WORK ITEM
In the Bob Morrison biography below, condense the paragraph that begins "Born in Greenock in Scotland" into a short bulleted list that retains its main facts.

[SELECTED EXTRACT Boundary: Start]

Personal information
- Full name: Robert Morrison
- Date of birth: 30 August 1869
- Place of birth: Greenock, Scotland
- Date of death: 12 July 1891 (aged 21)
- Place of death: Belfast, Ireland
- Position(s): Defender

Senior career*
- Years: Team / Apps / (Gls)
- 1890–1891: Linfield

International career
- 1891: Ireland / 2 / (0)

= Bob Morrison (footballer) =

Irish footballer

Robert Morrison (30 August 1869 – 12 July 1891) was a footballer who played as a defender for Linfield and the Ireland national team.

Born in Greenock in Scotland, Morrison's family moved to Belfast in Ireland when he was an infant. He played in Linfield's double-winning team which claimed the Irish Cup and the first edition of the Irish League in the 1890–91 season. His standard of play led to him being selected for Ireland in two British Home Championship fixtures in early 1891, a 7–2 home win over Wales followed by a 6–1 away defeat to England. However, he contracted pneumonia and died from the illness in July of that year, aged 21.

His younger brother Tommy was also an Ireland international and played for clubs including Burnley, Celtic and Manchester United; another brother Alex played for Glentoran.

[SELECTED EXTRACT Boundary: End]
[DATA FOR REVIEW Boundary: Start]

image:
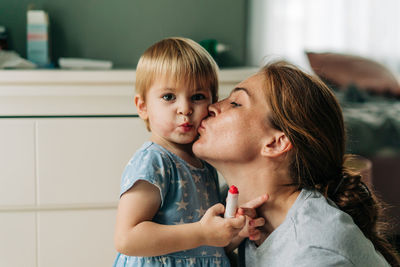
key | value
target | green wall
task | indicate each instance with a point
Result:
(120, 30)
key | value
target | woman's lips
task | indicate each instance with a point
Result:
(201, 127)
(186, 127)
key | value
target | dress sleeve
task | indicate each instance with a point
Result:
(147, 165)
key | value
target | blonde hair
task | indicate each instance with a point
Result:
(182, 59)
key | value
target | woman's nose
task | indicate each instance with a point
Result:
(213, 109)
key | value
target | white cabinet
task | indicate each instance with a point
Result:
(80, 160)
(76, 238)
(17, 162)
(18, 241)
(65, 138)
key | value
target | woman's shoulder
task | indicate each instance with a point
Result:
(320, 225)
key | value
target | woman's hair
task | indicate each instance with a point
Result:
(307, 111)
(181, 59)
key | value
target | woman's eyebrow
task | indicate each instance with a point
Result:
(237, 89)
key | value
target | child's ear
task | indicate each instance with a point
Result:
(141, 107)
(276, 145)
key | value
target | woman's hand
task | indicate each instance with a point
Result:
(218, 231)
(252, 221)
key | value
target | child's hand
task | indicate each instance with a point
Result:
(252, 221)
(218, 231)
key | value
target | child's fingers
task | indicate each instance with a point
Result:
(217, 209)
(257, 222)
(257, 202)
(247, 211)
(237, 222)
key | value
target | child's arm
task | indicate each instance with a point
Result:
(252, 222)
(137, 235)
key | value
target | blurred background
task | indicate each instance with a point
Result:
(56, 118)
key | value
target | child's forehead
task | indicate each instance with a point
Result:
(171, 80)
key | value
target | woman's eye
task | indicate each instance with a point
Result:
(168, 97)
(198, 97)
(234, 104)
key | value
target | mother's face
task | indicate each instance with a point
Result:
(237, 125)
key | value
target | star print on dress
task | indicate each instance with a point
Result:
(181, 205)
(201, 212)
(217, 254)
(196, 178)
(180, 222)
(182, 183)
(192, 261)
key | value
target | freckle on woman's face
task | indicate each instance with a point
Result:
(238, 123)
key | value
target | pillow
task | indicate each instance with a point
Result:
(344, 70)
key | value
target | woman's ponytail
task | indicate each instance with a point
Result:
(307, 111)
(354, 197)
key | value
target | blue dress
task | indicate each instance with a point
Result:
(186, 193)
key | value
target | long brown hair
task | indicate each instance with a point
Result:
(307, 111)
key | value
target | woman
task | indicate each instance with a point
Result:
(281, 132)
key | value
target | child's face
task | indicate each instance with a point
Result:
(175, 110)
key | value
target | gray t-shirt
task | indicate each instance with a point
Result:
(314, 233)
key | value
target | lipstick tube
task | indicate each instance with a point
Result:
(231, 202)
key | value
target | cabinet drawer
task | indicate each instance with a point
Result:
(76, 238)
(17, 162)
(17, 239)
(80, 160)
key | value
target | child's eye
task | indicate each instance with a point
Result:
(198, 97)
(234, 104)
(168, 97)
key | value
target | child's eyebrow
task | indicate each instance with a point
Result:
(237, 89)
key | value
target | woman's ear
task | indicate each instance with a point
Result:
(276, 145)
(141, 107)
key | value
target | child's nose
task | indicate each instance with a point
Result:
(213, 109)
(185, 109)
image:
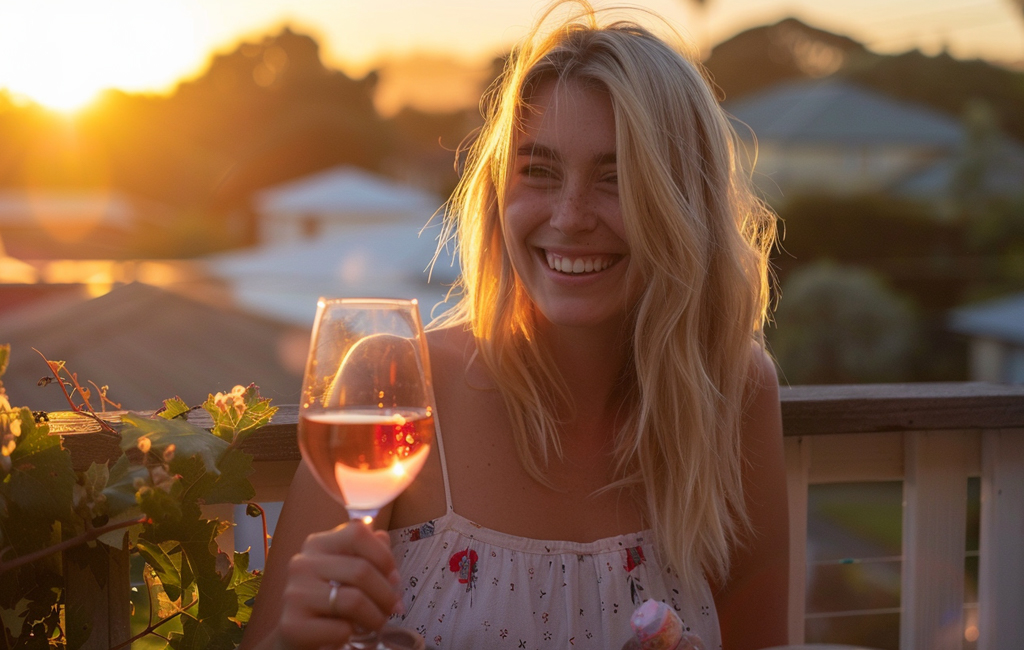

[DATA FOR REVIEW Boundary: End]

RESPONSE AREA
- Born in Greenock, Scotland; his family moved to Belfast, Ireland, when he was an infant.
- Played in Linfield's 1890–91 double-winning team, which won the Irish Cup and the first Irish League.
- Selected for Ireland in two British Home Championship fixtures in early 1891: a 7–2 home win over Wales and a 6–1 away defeat to England.
- Contracted pneumonia and died of it in July 1891, aged 21.